» **Arahan Tugas 1**:
Salin setiap kutipan langsung yang ada dalam teks tentang impor bawang putih di bawah ini, satu kutipan per baris.
==============================
Diakuinya, Peraturan Menteri Pertanian nomor 38 tahun 2017 tentang rekomendasi impor produk hortikultura (RIPH), dimana para importir diwajibkan menanam sebanyak lima persen dari volume pengajuan impor, adalah hal yang baik. Namun, bukan berarti ini menjadi jaminan.
Sehingga dia berpendapat, terdapat kekacauan dalam perencanaan tata kelola bawang putih.
"Sekarang kita seolah-olah impor dalam jumlah besar, dan itu sangat merugikan presiden," imbuhnya.
Terkait dengan penugasan Bulog untuk melakukan impor 100 ribu ton bawang putih, dia mewanti-wanti jangan keputusan tersebut justru semakin membenani kerja Bulog.
"Tapi kalau tidak punya infrastruktur terkait, ya tentu biaya tinggi, karena harus pinjam gudang yang cocok untuk bawang putih, cost lagi disana. Sehingga tujuan utama untuk amankan pasokan bawang putih jadi terganggu," kata Andreas.
Masalah distribusi dari Bulog ke tingkat pasar juga harus dipertimbangkan secara matang.
"Belum lagi masalah jaringan distribusinya. Karena tidak mungkin Bulog petugasnya diturunkan jualan bawang putih di pasar," katanya.
==============================
» **Arahan Tugas 2**:
Hitung baris catatan yang memuat kata "gray", lalu jawab hanya dengan angkanya.
==============================
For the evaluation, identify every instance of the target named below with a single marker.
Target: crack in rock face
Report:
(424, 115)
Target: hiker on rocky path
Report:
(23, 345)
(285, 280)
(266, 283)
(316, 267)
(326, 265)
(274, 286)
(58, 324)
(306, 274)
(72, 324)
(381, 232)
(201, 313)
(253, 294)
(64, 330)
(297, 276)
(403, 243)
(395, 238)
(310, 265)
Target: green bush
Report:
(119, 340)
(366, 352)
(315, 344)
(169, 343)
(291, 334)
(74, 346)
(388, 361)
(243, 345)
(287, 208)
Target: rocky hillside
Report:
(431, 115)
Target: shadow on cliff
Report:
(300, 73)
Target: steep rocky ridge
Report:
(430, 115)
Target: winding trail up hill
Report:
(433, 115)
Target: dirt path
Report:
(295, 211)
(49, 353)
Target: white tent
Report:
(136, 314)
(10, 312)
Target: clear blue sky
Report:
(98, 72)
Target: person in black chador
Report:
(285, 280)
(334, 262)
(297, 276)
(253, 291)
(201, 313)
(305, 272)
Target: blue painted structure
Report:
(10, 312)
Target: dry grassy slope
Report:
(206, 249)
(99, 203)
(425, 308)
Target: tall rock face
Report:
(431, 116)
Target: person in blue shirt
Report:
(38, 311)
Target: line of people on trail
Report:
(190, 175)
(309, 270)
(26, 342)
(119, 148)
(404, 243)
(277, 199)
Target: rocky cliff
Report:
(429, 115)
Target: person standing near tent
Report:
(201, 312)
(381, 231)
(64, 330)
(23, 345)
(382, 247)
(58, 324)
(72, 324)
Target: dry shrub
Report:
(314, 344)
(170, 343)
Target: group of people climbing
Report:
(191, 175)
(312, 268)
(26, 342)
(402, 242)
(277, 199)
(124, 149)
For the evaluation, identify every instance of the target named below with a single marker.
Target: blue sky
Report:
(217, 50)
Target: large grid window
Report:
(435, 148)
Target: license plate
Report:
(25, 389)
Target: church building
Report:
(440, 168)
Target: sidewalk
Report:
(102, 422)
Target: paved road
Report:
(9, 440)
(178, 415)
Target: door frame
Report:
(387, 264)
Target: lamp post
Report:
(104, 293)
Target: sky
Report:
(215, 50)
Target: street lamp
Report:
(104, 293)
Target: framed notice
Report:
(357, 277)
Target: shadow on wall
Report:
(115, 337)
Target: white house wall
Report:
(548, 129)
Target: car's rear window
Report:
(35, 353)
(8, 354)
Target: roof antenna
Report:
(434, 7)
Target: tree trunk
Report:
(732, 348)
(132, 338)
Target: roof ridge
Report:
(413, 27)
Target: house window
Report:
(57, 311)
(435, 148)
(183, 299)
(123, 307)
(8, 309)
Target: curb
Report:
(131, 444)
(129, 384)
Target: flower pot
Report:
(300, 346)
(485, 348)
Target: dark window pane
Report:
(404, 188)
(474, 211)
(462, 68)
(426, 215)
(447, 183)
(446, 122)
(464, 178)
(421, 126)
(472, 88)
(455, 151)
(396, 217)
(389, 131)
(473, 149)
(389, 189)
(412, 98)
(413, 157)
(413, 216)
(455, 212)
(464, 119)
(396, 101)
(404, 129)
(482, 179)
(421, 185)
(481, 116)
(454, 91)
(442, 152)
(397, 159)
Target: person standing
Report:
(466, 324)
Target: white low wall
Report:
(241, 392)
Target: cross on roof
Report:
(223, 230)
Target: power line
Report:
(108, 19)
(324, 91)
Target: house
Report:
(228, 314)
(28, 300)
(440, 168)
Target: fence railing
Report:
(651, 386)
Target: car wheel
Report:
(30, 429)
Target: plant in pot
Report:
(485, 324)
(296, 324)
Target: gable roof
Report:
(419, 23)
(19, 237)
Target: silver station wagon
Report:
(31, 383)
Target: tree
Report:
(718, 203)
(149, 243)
==============================
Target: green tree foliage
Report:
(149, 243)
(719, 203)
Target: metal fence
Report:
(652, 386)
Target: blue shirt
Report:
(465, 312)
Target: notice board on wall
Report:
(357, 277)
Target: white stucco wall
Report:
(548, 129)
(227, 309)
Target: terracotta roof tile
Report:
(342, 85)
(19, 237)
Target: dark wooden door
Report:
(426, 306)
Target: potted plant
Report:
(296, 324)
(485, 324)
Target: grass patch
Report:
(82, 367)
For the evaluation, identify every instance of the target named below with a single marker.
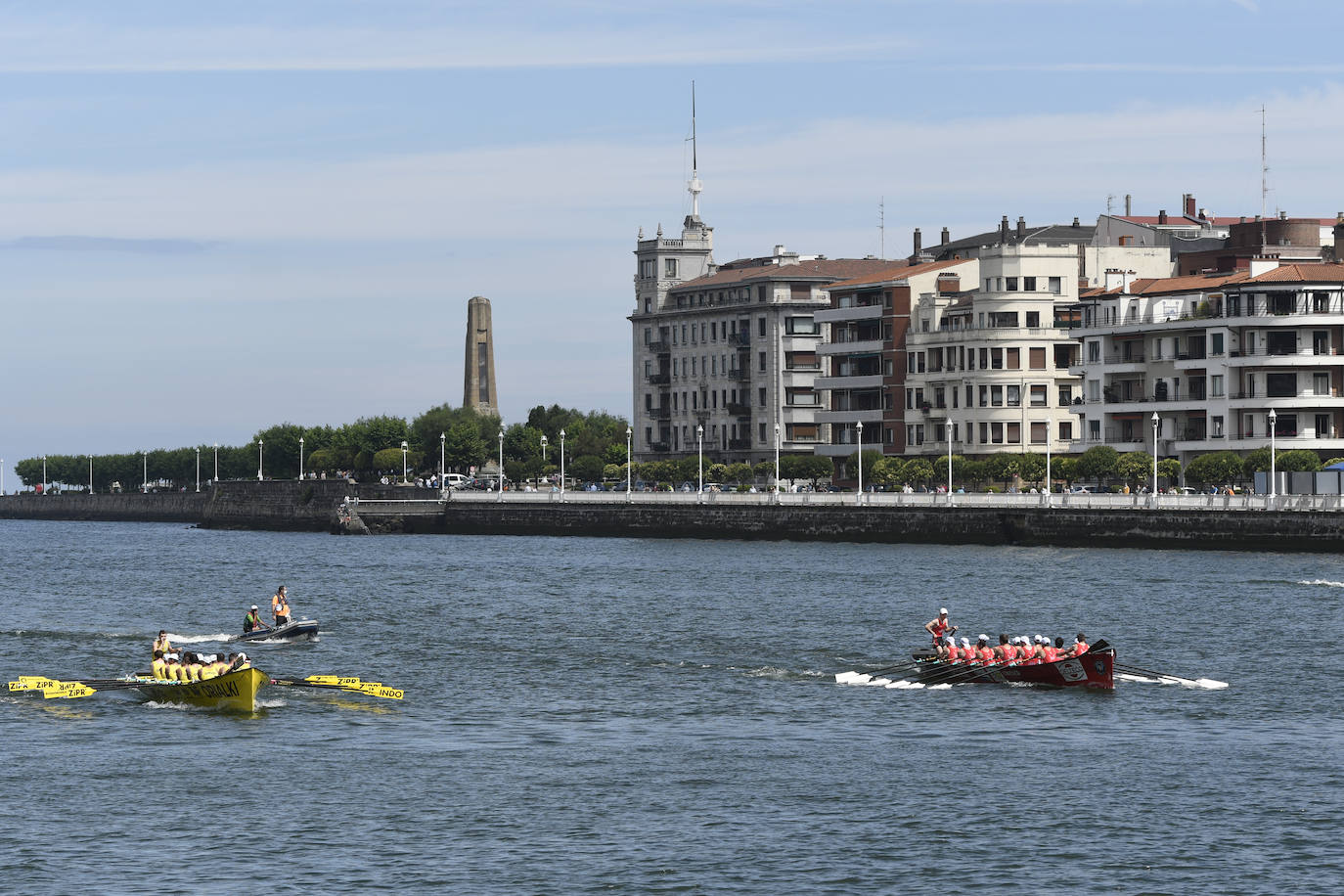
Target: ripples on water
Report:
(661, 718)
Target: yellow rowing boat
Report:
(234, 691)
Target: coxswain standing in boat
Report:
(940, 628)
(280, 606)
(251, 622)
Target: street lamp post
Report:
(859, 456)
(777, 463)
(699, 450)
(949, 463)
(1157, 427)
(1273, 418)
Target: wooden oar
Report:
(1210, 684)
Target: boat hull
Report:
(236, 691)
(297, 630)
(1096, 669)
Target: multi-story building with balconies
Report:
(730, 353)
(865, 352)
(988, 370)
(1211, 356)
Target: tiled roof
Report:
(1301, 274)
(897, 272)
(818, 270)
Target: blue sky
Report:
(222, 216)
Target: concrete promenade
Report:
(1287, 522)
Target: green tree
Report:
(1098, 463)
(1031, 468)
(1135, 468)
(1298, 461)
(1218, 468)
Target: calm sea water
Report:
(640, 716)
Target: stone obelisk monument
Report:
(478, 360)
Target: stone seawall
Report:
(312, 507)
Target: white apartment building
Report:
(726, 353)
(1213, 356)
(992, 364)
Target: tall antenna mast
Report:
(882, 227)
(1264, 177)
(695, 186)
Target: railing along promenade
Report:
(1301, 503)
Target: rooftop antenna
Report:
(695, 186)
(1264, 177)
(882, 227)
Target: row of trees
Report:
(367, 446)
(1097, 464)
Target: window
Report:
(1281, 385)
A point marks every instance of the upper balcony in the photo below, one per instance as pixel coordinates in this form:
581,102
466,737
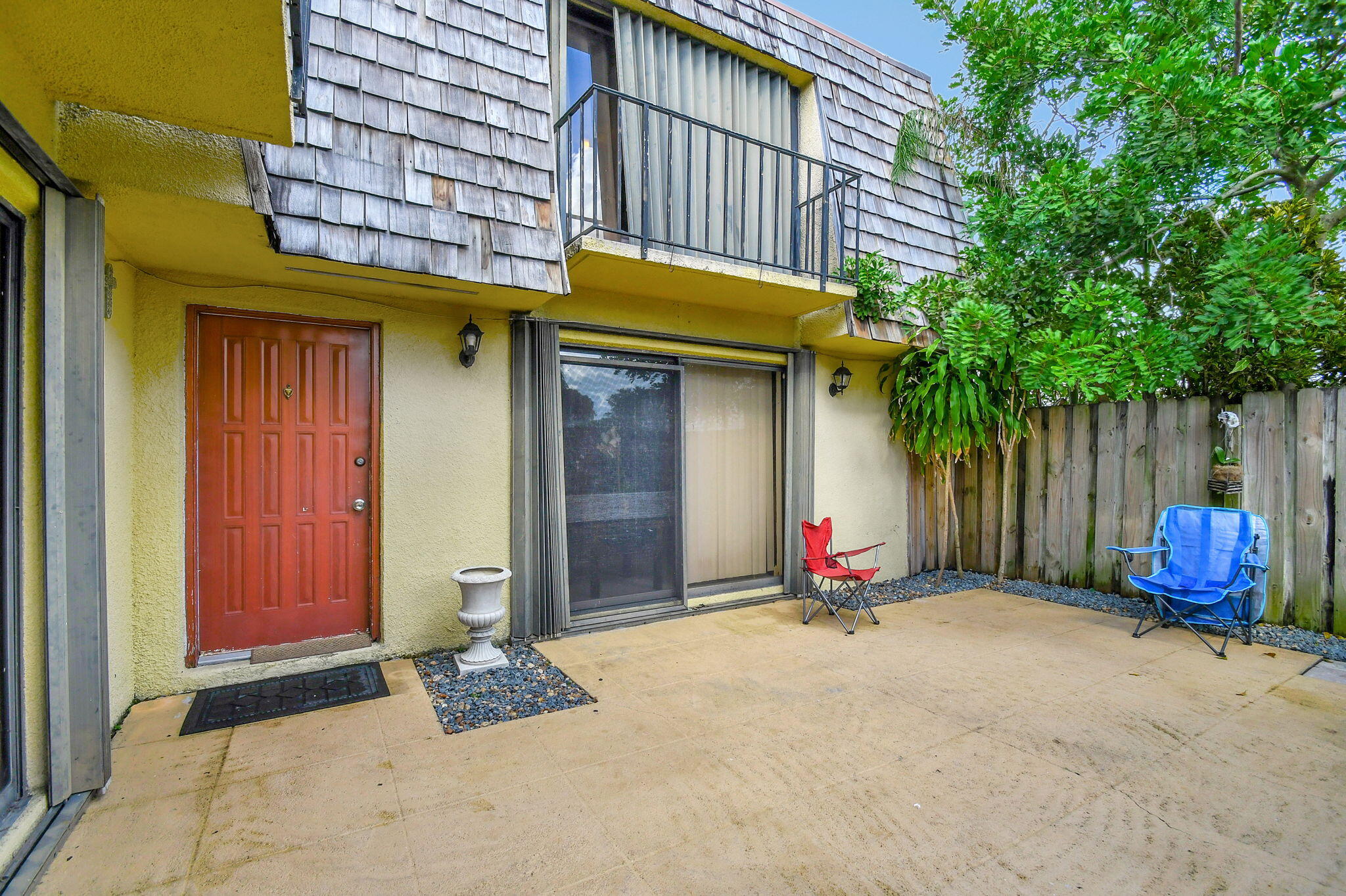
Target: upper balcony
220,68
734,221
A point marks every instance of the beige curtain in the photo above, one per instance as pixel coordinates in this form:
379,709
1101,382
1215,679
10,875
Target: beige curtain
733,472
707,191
==============================
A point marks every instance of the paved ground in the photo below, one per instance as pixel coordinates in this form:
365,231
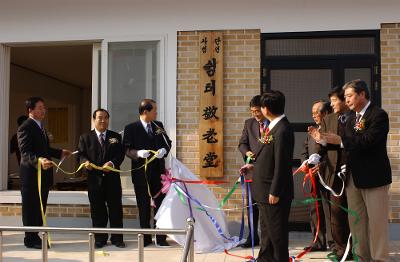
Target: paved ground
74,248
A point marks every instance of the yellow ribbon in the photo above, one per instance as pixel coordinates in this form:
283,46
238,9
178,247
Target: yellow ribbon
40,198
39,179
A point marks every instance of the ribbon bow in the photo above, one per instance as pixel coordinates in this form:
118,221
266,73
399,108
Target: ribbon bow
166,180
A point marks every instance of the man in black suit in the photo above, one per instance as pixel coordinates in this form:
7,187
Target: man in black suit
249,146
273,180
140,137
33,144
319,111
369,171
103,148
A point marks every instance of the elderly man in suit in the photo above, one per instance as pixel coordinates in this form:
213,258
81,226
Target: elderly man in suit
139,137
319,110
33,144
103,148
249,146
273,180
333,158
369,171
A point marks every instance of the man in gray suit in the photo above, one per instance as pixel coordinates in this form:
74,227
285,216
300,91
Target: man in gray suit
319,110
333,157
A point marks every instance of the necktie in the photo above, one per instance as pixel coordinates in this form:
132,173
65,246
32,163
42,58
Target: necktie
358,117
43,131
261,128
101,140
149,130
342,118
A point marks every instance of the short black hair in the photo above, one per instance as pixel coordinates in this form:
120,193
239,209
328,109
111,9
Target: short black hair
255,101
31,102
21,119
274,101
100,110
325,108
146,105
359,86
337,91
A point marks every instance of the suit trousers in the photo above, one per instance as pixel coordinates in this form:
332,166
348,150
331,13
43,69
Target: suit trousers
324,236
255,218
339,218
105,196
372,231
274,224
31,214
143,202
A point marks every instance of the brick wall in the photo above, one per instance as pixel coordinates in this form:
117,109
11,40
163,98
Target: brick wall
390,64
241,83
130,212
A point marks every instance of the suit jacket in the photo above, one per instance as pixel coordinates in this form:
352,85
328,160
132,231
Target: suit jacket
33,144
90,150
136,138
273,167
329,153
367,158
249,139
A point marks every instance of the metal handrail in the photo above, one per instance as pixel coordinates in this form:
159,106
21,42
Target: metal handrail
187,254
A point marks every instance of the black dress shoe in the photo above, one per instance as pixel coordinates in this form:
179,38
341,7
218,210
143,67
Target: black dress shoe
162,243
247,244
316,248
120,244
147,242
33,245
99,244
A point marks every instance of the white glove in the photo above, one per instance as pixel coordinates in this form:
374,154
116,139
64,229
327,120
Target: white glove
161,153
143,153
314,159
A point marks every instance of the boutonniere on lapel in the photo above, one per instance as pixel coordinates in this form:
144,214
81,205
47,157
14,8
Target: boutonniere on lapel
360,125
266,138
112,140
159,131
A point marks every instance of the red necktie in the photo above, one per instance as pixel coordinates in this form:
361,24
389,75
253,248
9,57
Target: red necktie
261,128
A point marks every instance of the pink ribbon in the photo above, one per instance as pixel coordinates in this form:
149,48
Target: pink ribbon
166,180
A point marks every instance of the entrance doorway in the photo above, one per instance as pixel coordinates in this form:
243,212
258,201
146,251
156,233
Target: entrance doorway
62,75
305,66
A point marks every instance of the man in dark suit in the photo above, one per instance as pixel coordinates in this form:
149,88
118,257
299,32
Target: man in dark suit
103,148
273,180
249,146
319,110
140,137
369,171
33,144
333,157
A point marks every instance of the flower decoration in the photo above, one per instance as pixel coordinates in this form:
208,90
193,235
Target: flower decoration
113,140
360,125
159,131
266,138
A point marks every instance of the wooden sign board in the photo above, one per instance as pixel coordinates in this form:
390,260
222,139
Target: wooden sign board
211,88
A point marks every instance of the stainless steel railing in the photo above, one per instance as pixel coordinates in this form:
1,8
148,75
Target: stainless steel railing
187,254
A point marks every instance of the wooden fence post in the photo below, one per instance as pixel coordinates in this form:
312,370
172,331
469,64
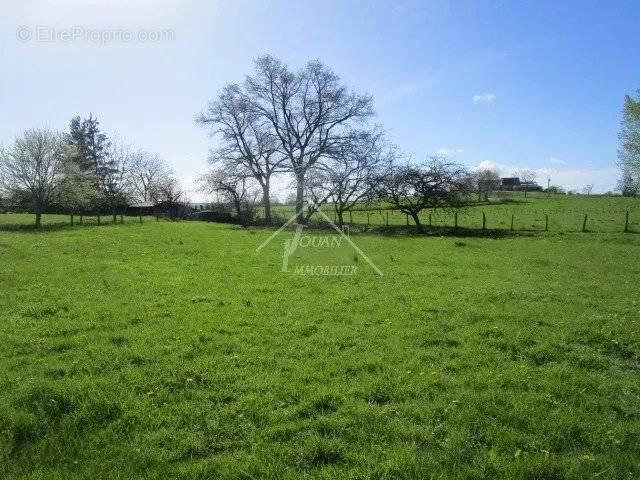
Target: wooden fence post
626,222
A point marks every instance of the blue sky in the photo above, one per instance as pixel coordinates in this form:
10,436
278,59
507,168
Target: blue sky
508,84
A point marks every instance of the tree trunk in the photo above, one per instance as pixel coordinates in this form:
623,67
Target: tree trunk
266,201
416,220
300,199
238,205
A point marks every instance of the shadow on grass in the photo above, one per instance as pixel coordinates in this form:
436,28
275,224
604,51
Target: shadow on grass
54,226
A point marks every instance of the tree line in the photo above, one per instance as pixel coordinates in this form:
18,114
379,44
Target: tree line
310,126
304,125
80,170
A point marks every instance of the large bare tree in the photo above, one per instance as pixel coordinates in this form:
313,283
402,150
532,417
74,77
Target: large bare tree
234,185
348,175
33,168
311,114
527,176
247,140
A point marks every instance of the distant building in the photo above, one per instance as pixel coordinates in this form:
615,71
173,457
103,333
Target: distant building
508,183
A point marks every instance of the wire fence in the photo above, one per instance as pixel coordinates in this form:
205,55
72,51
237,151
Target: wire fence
==============================
» **Keluaran Lengkap 1**:
"Sekarang kita seolah-olah impor dalam jumlah besar, dan itu sangat merugikan presiden,"
"Tapi kalau tidak punya infrastruktur terkait, ya tentu biaya tinggi, karena harus pinjam gudang yang cocok untuk bawang putih, cost lagi disana. Sehingga tujuan utama untuk amankan pasokan bawang putih jadi terganggu,"
"Belum lagi masalah jaringan distribusinya. Karena tidak mungkin Bulog petugasnya diturunkan jualan bawang putih di pasar,"

» **Keluaran Lengkap 2**:
2